* **SHORT TASK**
From the music review column below, transcribe the passage starting at "The gloom-house of" and ending at "of the song.".

* **TEXT SEGMENT**
++++++

The Rubber Room
March, Volume Five




The Rubber Room column is a weekly look at recent and notable releases that don’t fall into the rubric of traditional reviewed material—namely 7”’s, 12”’s, 3” CDs, EPs, cassette-only, DVDs and MP3-only releases.

Home Video
Citizen EP
[Warp, 2005]


Last fall, three nerdy Brooklyn natives made thousands of Blonde Redhead fans forget that the Liars were supposed to be the opening act, as they wooed audiences with their machine drum beats, digital delaying guitar, Peter Hook bass lines, and lead singer Colin Ruffino’s icy crooning. The Citizen EP captures Home Video’s shimmering, head bob-inducing music for the intelligent through five songs that prelude a very bright for the young artists. Heavily processed and 100% digitally executed, humanity still lies throughout the EP as Ruffino’s subdued deliveries and the bands self-created musical figures reveal there is warmth behind the electronic snow.
[Kyle McConaghy]

AFX
Analord 01 & Analord 02
[Rephlex, 2005]


Stylus writers have remained curiously silent on the newest offerings from Richard D. James and it's easy to see why, based on the first two entries into the Analord series. Anyone who wants to bother taking 800 words to review the thing better be spending 700 recounting AFX's historical impact or something equally as boring. Which reminds me: Analord 1's aceeeid revivalism is inconsequential to most who came to him after his Twin alias came to be regarded as his "important" work. For those who get off on it, you know what to expect: a bit more melodically complex than most acid and a whole lot harder to mix into and out of.
[Todd Burns]

Daniel Wang
Berlin Sunrise
[Ghostly International, 2004]


This Environ vet does little to change his sound on this, his Ghostly debut. It wouldn't be such a heinous crime if this was his finest work, but "Berlin Sunrise (Die Nacht)," only comes to mean stuff in a mid-song breakdown worthy of the Neptunes, in which everything drops out except the glistening synth, the Italo tempo drums, and a yearning string line. When things get normal again, just pick the needle up and go back or wait for it all to come together in the finale. "Berlin Sunrise (Die Daemmerung)" is a less effective, more compact beast that pumps up everything at the expense of length and subtlety. On the flipside, the highlight is "Das ist Kein Techno!," which is decidedly not techno! What it is is top-notch acid house.
[Todd Burns]

Denis Karimani
War Es Nicht
[Dial, 2005]


The gloom-house of most Dial releases is in full-effect, with a healthy dose of click thrown in on the newest release from Denis Karimani. Karimani is a player in the Cologne scene, although he rarely seems to get his records out in bulk--one 12" on Areal, Trapez, Dial, and Italic each. It's hard to believe, as "War Es Nicht" is an incredibly self-assured slab of wax that moves from some abstract beginnings into a full-fledged banger by its end, all the while remaining defiantly catchy. The B-side opener "Pedestrian" is just that, but "Wahrheit" finishes up the 12" nicely with a blossoming hook that never changes except in volume, eventually making its way to the forefront of the song.

++++++

* **Records**
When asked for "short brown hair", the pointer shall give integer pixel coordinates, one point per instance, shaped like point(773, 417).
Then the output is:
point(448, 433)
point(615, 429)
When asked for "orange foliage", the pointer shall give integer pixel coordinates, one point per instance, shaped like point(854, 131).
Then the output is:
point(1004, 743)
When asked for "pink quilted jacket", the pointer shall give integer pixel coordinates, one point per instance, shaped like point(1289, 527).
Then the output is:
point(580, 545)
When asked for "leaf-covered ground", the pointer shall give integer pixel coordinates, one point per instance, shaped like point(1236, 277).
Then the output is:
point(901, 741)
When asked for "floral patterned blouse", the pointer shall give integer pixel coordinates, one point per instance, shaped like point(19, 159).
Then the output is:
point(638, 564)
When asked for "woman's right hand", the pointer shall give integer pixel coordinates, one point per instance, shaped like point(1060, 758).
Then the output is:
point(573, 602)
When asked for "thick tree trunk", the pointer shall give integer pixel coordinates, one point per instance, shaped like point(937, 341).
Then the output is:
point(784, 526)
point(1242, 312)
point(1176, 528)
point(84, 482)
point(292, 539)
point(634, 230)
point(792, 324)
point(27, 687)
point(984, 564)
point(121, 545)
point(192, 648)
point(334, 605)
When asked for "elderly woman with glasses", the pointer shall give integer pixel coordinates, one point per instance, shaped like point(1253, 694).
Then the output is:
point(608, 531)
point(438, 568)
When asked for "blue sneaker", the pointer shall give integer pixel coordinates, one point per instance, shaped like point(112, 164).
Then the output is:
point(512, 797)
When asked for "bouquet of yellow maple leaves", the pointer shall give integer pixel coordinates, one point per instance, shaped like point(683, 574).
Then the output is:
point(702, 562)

++++++

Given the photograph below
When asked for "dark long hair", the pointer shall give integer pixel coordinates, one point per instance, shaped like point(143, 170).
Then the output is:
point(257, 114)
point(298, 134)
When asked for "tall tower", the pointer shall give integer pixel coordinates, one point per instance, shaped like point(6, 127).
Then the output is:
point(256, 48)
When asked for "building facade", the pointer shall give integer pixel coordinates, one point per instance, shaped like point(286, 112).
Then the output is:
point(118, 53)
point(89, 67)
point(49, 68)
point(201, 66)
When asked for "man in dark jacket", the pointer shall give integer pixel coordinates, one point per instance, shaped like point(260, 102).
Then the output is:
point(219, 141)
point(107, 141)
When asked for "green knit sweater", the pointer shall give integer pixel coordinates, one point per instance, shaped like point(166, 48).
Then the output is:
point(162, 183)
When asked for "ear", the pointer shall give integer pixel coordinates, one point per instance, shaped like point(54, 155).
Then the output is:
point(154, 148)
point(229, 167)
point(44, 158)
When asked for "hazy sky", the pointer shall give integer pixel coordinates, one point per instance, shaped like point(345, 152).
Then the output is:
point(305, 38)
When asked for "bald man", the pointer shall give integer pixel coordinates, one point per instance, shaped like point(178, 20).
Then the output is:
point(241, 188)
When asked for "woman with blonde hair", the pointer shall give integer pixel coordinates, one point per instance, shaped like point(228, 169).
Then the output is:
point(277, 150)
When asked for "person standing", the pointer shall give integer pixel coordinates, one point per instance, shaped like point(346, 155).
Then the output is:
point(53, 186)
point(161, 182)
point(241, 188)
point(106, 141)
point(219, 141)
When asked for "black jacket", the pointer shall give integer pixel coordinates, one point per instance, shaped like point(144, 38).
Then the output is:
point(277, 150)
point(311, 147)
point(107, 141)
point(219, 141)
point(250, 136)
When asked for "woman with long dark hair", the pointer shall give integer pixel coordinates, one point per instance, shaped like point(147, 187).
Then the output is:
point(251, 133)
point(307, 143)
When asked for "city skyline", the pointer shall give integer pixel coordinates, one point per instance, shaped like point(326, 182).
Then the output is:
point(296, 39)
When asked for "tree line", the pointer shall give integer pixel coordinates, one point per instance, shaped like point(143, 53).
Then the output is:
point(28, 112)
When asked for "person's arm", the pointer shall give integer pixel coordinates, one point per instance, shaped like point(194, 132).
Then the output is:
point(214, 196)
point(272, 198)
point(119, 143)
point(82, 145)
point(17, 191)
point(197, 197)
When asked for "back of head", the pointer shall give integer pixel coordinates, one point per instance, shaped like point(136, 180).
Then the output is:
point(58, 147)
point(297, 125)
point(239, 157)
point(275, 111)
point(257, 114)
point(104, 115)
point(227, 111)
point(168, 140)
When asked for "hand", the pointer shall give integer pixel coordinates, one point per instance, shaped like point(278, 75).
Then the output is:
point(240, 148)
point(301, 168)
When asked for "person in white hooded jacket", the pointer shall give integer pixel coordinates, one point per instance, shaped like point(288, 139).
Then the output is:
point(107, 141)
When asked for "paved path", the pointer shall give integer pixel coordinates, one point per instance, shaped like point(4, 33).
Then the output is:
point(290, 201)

++++++

* **REPLY**
The gloom-house of most Dial releases is in full-effect, with a healthy dose of click thrown in on the newest release from Denis Karimani. Karimani is a player in the Cologne scene, although he rarely seems to get his records out in bulk--one 12" on Areal, Trapez, Dial, and Italic each. It's hard to believe, as "War Es Nicht" is an incredibly self-assured slab of wax that moves from some abstract beginnings into a full-fledged banger by its end, all the while remaining defiantly catchy. The B-side opener "Pedestrian" is just that, but "Wahrheit" finishes up the 12" nicely with a blossoming hook that never changes except in volume, eventually making its way to the forefront of the song.